— START EXERCISE DATA —

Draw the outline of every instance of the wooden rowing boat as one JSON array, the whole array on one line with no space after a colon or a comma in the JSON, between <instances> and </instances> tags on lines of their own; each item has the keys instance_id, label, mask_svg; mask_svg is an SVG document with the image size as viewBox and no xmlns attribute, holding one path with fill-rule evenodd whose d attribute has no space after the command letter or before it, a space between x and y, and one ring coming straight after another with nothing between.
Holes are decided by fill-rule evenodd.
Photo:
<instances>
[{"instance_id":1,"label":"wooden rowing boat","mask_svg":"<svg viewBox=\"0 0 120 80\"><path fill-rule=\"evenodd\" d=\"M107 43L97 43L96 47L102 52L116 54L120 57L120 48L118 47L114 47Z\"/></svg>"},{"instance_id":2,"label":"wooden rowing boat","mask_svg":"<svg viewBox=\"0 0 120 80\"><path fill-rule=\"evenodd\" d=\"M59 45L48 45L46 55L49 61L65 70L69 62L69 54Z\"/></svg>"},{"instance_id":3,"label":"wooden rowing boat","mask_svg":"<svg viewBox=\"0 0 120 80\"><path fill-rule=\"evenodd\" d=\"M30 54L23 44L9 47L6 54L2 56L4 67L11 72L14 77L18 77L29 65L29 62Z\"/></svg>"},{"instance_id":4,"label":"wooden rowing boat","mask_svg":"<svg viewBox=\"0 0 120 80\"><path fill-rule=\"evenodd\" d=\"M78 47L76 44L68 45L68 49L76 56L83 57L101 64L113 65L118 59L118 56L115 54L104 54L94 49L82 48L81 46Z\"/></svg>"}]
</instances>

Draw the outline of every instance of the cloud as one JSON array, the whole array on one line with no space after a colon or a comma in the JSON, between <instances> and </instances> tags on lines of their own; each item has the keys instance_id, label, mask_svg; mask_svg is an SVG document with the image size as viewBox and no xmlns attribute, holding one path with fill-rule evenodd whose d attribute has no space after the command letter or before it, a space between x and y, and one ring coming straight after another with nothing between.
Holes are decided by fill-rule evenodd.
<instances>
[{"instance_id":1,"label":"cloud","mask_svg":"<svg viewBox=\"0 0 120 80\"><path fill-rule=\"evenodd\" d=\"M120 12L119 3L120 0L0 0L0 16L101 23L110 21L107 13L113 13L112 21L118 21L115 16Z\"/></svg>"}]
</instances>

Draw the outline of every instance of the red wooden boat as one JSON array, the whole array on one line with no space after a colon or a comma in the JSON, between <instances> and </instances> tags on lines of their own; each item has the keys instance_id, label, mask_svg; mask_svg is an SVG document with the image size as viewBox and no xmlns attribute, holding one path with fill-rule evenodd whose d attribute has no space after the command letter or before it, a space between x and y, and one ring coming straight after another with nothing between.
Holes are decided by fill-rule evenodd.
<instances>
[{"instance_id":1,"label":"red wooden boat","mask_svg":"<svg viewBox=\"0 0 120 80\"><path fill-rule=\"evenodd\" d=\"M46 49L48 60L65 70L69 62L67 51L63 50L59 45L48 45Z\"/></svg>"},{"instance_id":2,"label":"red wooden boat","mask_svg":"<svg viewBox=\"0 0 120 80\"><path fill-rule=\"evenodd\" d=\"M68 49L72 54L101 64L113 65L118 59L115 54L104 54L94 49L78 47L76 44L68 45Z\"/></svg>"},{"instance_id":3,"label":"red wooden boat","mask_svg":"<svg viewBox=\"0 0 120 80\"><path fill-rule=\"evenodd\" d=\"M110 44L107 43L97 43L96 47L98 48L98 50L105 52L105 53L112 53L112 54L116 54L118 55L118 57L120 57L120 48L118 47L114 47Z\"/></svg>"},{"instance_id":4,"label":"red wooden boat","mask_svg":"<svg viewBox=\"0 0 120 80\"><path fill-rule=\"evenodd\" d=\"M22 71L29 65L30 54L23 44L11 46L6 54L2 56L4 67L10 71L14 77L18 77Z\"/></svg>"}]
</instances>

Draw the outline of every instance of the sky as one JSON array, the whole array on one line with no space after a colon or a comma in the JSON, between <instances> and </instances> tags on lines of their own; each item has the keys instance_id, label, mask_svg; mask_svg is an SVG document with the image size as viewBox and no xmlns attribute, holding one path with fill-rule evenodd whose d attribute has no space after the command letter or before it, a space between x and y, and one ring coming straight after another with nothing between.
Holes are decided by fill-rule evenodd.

— END EXERCISE DATA —

EXERCISE DETAILS - Copy everything from the line containing "Draw the outline of every instance of the red" down to the line containing "49L48 60L65 70L69", both of those lines included, without changing a character.

FINISHED ANSWER -
Draw the outline of every instance of the red wooden boat as one JSON array, the whole array on one line with no space after a colon or a comma in the JSON, between <instances> and </instances> tags on lines of their own; each item has the keys instance_id, label, mask_svg; mask_svg is an SVG document with the image size as viewBox and no xmlns attribute, holding one path with fill-rule evenodd whose d attribute has no space after the command letter or before it, a space between x and y, and one ring coming straight after another with nothing between.
Holes are decided by fill-rule evenodd.
<instances>
[{"instance_id":1,"label":"red wooden boat","mask_svg":"<svg viewBox=\"0 0 120 80\"><path fill-rule=\"evenodd\" d=\"M46 49L48 60L65 70L69 62L67 51L63 50L59 45L48 45Z\"/></svg>"},{"instance_id":2,"label":"red wooden boat","mask_svg":"<svg viewBox=\"0 0 120 80\"><path fill-rule=\"evenodd\" d=\"M68 49L72 54L101 64L113 65L118 59L115 54L104 54L94 49L78 47L76 44L68 45Z\"/></svg>"},{"instance_id":3,"label":"red wooden boat","mask_svg":"<svg viewBox=\"0 0 120 80\"><path fill-rule=\"evenodd\" d=\"M110 44L107 43L97 43L96 47L98 48L98 50L105 52L105 53L112 53L112 54L116 54L118 55L118 57L120 57L120 48L118 47L114 47Z\"/></svg>"},{"instance_id":4,"label":"red wooden boat","mask_svg":"<svg viewBox=\"0 0 120 80\"><path fill-rule=\"evenodd\" d=\"M22 71L29 65L30 54L23 44L11 46L6 54L2 56L4 67L10 71L14 77L18 77Z\"/></svg>"}]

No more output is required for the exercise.